__Document text__.
** BEGIN **

I went to DG and looked at some of the new ones. I did not linger there because there are 4 or 5 of the new ones that are just beautiful. But that would mean a new cover. Safer for me to pretend I don't like them.
deb


----------



## RangerXenos (Mar 18, 2009)

I like this one a lot. However, I'm not changing my skin anytime soon, I really like it!


----------



## MarthaT (Mar 3, 2009)

RangerXenos said:


> I like this one a lot. However, I'm not changing my skin anytime soon, I really like it!


That is super cute


----------



## drenee (Nov 11, 2008)

I wonder if that's more blue or more purple.  I missed that one this morning.  It's very nice.
deb


----------



## Meemo (Oct 27, 2008)

Only one new one for the K1 - but I like it a lot (Dragon Fan).  Thankfully I'm not in the market for a new skin for Pearl.  

But I did check out the new K2 skins and I like a lot of them.  

Went on a trip recently and had left my Kindle with my daughter to read a book she couldn't find in print - so I read on my husband's Kindle - sure felt odd to be reading a "skinless" Kindle!  On the other hand, I was showing my nephew my Kindle last weekend - demo is a little trickier when you can't read the "next page/previous page" buttons!


----------

** END **

__Work to complete__. Reproduce the part of the Kindle skins thread that begins at the words "## Meemo (Oct" and stops after "lot of them.".

__Items__.
** BEGIN **

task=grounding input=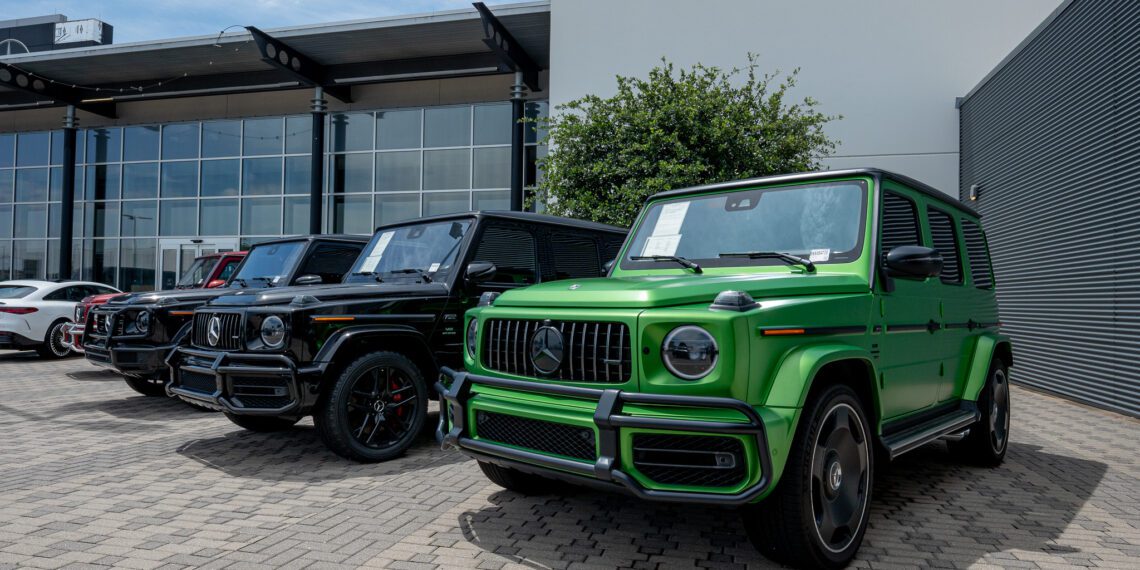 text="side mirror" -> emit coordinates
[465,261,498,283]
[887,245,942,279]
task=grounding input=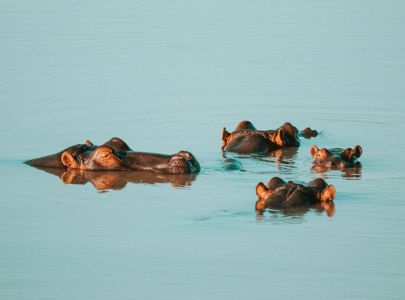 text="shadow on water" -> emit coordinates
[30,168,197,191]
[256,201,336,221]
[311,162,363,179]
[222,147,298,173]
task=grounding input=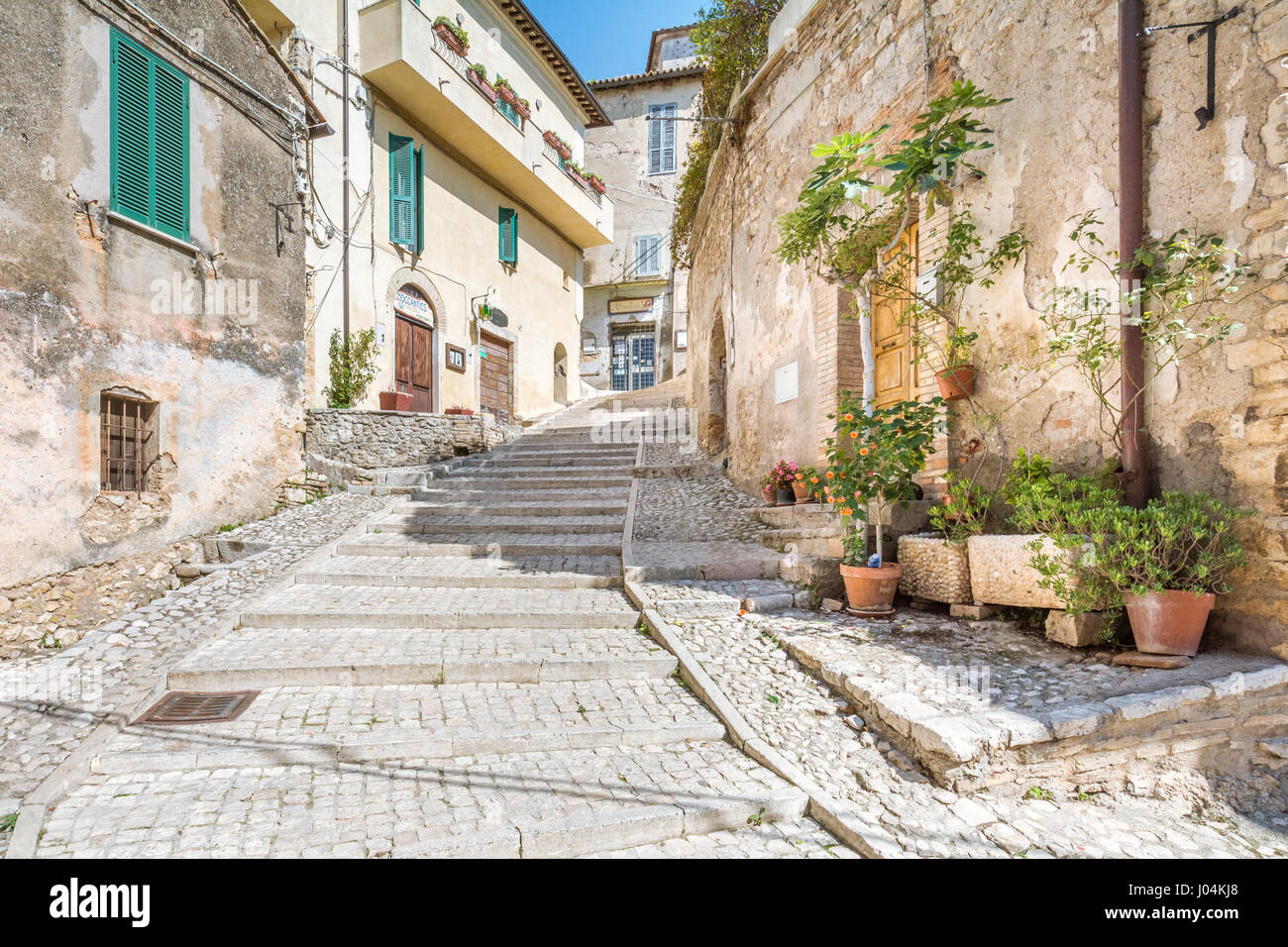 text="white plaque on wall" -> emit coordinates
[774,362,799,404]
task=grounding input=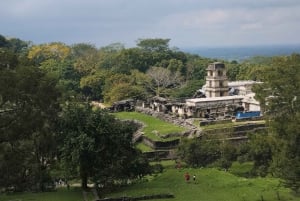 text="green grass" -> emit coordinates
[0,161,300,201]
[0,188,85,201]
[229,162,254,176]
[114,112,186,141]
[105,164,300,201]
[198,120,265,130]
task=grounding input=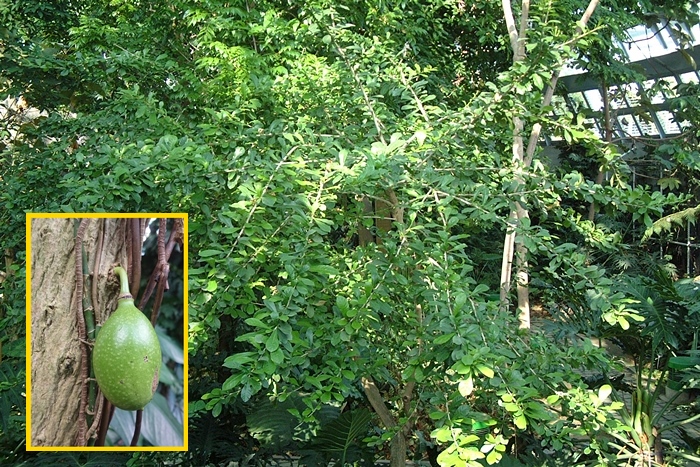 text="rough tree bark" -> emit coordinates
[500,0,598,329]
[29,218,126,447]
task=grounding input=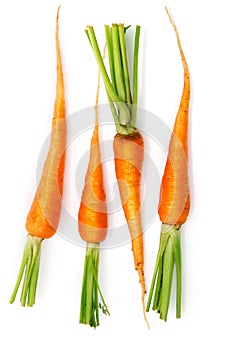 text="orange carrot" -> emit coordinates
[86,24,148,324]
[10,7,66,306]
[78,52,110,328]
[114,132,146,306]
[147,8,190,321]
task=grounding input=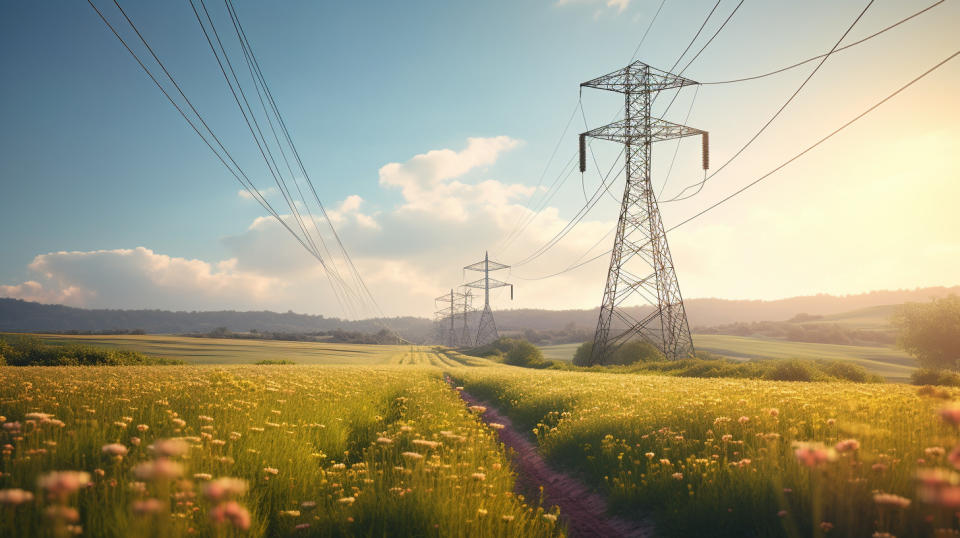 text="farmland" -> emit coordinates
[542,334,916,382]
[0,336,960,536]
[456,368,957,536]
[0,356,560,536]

** END **
** BEGIN **

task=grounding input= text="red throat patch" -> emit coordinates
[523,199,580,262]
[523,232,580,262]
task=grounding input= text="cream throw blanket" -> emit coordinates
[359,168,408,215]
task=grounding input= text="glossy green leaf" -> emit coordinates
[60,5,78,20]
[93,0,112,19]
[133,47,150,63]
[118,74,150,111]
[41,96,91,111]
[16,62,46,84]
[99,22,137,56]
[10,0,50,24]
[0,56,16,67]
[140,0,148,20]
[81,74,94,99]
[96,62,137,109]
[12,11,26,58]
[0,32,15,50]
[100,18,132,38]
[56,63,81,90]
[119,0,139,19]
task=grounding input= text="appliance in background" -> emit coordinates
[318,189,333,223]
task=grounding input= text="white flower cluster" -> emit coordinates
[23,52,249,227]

** END **

__Result for this exercise__.
## Meemo (Oct 27, 2008)

Only one new one for the K1 - but I like it a lot (Dragon Fan).  Thankfully I'm not in the market for a new skin for Pearl.  

But I did check out the new K2 skins and I like a lot of them.